◆ JOB: Resize the answer coordinates by a factor of 1.75, rounding each to a whole number with halves going up, and reproduce the lines from the line with "the fly veil" through the end of the records, requests included. Leave the numbers in the requests and their format samples unchanged.

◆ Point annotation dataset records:
#####

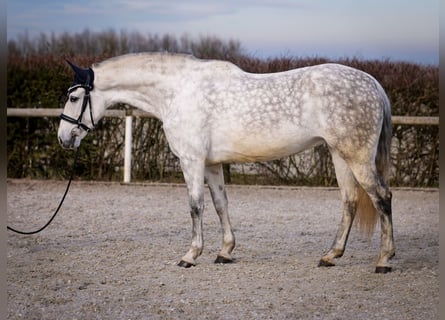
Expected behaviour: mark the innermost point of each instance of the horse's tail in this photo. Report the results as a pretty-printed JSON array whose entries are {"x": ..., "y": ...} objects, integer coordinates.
[{"x": 367, "y": 215}]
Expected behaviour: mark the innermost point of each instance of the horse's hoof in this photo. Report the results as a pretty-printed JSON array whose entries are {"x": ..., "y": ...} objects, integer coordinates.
[
  {"x": 185, "y": 264},
  {"x": 324, "y": 263},
  {"x": 221, "y": 259},
  {"x": 382, "y": 269}
]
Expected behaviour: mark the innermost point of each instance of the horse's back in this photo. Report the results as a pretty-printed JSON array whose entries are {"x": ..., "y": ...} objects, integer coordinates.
[{"x": 256, "y": 117}]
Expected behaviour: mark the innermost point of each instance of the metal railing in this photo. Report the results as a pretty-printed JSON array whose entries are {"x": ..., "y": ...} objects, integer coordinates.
[{"x": 129, "y": 114}]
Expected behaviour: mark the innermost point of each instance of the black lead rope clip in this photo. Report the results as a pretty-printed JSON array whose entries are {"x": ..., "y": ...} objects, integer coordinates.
[{"x": 58, "y": 208}]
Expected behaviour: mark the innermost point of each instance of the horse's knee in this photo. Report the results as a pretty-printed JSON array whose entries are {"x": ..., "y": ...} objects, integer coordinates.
[{"x": 384, "y": 203}]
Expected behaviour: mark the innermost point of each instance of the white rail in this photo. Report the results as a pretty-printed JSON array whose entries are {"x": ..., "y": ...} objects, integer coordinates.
[{"x": 129, "y": 114}]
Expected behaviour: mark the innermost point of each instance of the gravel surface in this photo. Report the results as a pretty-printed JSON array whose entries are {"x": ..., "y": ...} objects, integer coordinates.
[{"x": 111, "y": 253}]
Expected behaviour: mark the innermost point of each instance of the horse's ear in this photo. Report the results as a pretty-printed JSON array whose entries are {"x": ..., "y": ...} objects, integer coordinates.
[{"x": 82, "y": 76}]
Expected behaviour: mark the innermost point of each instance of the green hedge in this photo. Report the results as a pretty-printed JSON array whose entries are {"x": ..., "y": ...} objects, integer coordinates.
[{"x": 38, "y": 77}]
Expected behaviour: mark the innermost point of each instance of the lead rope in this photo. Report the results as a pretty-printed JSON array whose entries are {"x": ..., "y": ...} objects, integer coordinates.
[{"x": 58, "y": 208}]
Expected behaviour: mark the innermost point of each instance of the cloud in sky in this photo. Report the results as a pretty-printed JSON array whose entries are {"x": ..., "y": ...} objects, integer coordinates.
[{"x": 396, "y": 29}]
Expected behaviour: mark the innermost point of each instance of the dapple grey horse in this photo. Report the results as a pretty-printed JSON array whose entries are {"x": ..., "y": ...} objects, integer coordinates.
[{"x": 213, "y": 113}]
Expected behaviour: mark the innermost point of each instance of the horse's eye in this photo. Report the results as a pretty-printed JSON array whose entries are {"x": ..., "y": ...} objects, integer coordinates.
[{"x": 73, "y": 99}]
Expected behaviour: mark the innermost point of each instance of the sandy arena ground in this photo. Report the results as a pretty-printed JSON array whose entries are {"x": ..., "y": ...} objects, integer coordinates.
[{"x": 111, "y": 253}]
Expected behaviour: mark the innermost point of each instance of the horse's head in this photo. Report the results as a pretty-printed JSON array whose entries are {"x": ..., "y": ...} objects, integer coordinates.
[{"x": 79, "y": 115}]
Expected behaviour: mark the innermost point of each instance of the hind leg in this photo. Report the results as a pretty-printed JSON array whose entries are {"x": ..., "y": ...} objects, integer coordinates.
[
  {"x": 194, "y": 177},
  {"x": 349, "y": 194},
  {"x": 381, "y": 197},
  {"x": 215, "y": 181}
]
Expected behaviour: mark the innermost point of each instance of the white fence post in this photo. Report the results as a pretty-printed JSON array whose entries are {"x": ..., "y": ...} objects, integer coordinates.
[{"x": 127, "y": 153}]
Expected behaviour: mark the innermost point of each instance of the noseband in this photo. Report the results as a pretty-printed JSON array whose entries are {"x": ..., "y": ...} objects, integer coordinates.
[{"x": 85, "y": 102}]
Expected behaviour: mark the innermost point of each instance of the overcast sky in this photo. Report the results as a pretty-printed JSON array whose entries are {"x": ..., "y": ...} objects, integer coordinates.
[{"x": 377, "y": 29}]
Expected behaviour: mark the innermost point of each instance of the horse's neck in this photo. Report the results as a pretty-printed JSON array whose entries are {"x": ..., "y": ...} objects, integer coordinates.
[{"x": 148, "y": 87}]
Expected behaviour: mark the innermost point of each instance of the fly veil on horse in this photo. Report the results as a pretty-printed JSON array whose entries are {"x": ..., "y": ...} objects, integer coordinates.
[{"x": 215, "y": 113}]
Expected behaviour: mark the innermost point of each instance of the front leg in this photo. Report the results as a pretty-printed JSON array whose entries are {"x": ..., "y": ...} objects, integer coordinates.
[
  {"x": 215, "y": 181},
  {"x": 194, "y": 177}
]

#####

◆ THE OUTPUT:
Expected behaviour: mark the innermost point of each instance of the fly veil on horse in this photo. Report the results as a pretty-printed JSON array whose entries are {"x": ..., "y": ...} objects, integer coordinates.
[{"x": 376, "y": 198}]
Expected behaviour: mark the innermost point of each instance of the front leg in this photo. Report the results as a pretty-printed JSON array whose entries are {"x": ..., "y": ...} objects, integer coordinates.
[
  {"x": 376, "y": 317},
  {"x": 340, "y": 310}
]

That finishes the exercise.